READING PASSAGE =>
Last week, when the weather warmed and an hour slipped through our sleep like sand through an hour glass — too quickly, so softly, it seemed a tenderness unfolding — I turned once again to the happily irrational acts of welcoming spring early.

My principal jump-start on a season a good ways off was to open wide the bedroom window, slide a small fan in the frame and sleep every night in refrigerated dream — at least until it got seriously cold again at night. Even a person with my arctic sensibilities had to retreat to the universe of warmth created by the wood stove. Return fire and magic, flames and dream.

But for most of the week I was off-kilter, owing to an old injury, which left me a little clouded by pain. I kept losing track of the day of the week, which was at once inconvenient and inconsiderate, because I had two birthdays — a brother and a best friend — to celebrate and missed each. One by calling too early, the other too late.

SHORT TASK 1 => Quote the lines of the records beginning at the line that contains "[indicate] the clear" and continuing to the end of the records, with both ends included.
The records that follow this passage are unrelated to it.

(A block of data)

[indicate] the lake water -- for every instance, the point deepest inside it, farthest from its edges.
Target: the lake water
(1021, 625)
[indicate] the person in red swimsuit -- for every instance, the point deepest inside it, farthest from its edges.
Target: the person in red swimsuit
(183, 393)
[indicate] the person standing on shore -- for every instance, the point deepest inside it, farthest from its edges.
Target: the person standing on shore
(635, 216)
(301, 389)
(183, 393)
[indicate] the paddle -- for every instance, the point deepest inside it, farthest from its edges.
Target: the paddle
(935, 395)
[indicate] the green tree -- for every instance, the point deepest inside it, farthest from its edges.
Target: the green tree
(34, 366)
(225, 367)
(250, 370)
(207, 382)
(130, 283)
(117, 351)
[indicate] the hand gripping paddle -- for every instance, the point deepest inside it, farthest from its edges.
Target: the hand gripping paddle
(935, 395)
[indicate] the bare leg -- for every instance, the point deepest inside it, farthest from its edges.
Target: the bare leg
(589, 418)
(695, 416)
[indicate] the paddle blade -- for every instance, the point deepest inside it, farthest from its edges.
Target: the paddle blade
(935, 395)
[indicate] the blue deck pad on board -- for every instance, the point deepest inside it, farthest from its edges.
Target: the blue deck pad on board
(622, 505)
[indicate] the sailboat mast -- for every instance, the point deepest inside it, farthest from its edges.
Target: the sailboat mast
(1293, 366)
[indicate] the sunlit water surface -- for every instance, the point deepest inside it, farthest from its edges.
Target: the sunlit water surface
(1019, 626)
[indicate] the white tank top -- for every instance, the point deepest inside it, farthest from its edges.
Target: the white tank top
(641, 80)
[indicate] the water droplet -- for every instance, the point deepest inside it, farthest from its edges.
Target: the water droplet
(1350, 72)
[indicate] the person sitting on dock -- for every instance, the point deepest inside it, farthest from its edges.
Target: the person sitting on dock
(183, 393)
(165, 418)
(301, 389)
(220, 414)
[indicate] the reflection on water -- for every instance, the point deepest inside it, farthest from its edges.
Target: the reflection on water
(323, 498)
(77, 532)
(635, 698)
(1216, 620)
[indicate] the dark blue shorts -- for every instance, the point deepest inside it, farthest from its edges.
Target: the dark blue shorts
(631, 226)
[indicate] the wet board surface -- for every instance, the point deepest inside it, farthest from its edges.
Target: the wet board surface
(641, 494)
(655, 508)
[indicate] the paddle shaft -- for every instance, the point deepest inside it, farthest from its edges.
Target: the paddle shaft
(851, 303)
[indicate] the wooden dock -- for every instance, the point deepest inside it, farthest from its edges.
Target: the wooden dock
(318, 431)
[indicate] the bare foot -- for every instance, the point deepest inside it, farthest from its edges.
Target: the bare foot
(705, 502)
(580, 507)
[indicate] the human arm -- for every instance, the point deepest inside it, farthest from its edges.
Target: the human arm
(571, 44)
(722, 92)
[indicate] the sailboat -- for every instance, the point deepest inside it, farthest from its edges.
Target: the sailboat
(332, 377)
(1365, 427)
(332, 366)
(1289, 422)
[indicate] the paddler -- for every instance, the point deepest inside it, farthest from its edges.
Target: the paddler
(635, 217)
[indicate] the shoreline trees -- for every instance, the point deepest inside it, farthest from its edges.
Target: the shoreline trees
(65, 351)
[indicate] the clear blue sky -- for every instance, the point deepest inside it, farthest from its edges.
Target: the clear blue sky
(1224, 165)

SHORT TASK 2 => Decide whether each statement agrees with the passage about welcoming spring early, and answer yes or no, quoting the passage's deciding words. (a) The writer put a small fan in the bedroom window frame. (b) The writer remembered both birthdays and called each person on the right day. (c) When the nights turned seriously cold again, the writer turned to the wood stove for warmth.

REPLY 1 =>
[indicate] the clear blue sky -- for every instance, the point deepest inside it, farthest from its edges.
Target: the clear blue sky
(1224, 165)

REPLY 2 =>
(a) Yes: "slide a small fan in the frame"
(b) No: "missed each. One by calling too early, the other too late."
(c) Yes: "had to retreat to the universe of warmth created by the wood stove"